* _Dataset entries_:
-------------------------

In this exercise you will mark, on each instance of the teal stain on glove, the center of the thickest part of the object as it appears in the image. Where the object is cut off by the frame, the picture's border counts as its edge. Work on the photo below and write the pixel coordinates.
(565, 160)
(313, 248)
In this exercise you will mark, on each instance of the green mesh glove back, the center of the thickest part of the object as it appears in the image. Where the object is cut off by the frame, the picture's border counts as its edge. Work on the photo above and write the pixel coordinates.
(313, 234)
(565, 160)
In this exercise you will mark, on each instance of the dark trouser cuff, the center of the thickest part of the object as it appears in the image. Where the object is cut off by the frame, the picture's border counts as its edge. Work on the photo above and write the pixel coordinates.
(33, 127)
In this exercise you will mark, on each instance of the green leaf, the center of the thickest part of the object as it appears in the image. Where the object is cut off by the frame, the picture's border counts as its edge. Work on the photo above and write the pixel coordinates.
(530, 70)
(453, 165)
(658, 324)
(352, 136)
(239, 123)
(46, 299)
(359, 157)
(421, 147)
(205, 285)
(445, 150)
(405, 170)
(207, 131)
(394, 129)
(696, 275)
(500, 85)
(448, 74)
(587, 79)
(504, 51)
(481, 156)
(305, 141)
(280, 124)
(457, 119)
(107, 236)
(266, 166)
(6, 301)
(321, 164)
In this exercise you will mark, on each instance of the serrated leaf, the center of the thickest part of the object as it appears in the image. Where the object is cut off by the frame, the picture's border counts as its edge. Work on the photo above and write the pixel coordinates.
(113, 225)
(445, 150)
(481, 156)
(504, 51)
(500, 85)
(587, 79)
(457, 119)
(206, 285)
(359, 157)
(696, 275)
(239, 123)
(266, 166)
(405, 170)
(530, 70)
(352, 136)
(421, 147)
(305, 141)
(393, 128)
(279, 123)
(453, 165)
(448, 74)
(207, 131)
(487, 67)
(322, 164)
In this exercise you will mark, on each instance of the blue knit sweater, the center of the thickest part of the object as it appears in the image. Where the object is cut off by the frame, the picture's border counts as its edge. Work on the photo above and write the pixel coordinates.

-------------------------

* _Exercise goal_: Repeat exactly, and only, the lines from the line containing "green leaf, the" through the last line of the records above, both included.

* _Solved exercise_:
In this exercise you will mark, on each instance of the green leaf, the center of the thickest part of the object as it appears in the image. Where the object is cut off by the frame, the picture's border counts as its edge. Work on the photo above and write the pixel coordinates.
(530, 70)
(453, 165)
(658, 324)
(352, 136)
(239, 123)
(46, 299)
(359, 157)
(421, 147)
(205, 285)
(445, 150)
(405, 170)
(207, 131)
(394, 129)
(696, 275)
(500, 85)
(448, 74)
(587, 79)
(504, 51)
(481, 156)
(305, 141)
(280, 124)
(457, 119)
(107, 236)
(266, 166)
(6, 301)
(321, 164)
In this exercise you will mark, on each instance of the serrated leaf, the center of the thickest part of the object as it appears in the image. Where the object is cut off by the frame, the picture's border counts as its edge. Work on the photo above and write the pixel coordinates.
(113, 225)
(445, 150)
(481, 156)
(504, 51)
(500, 85)
(587, 79)
(457, 119)
(206, 285)
(359, 157)
(696, 275)
(239, 123)
(266, 166)
(405, 170)
(530, 70)
(352, 136)
(421, 147)
(305, 141)
(393, 128)
(279, 123)
(453, 165)
(448, 74)
(207, 131)
(487, 67)
(322, 164)
In this exercise you will mark, on each instance of the blue knit sweater, the center of the thickest part of the object as it appears in the image. Where the object is cut off by the frame, the picture's border counts as its edge. Work on the photo above and write the pixel coordinates.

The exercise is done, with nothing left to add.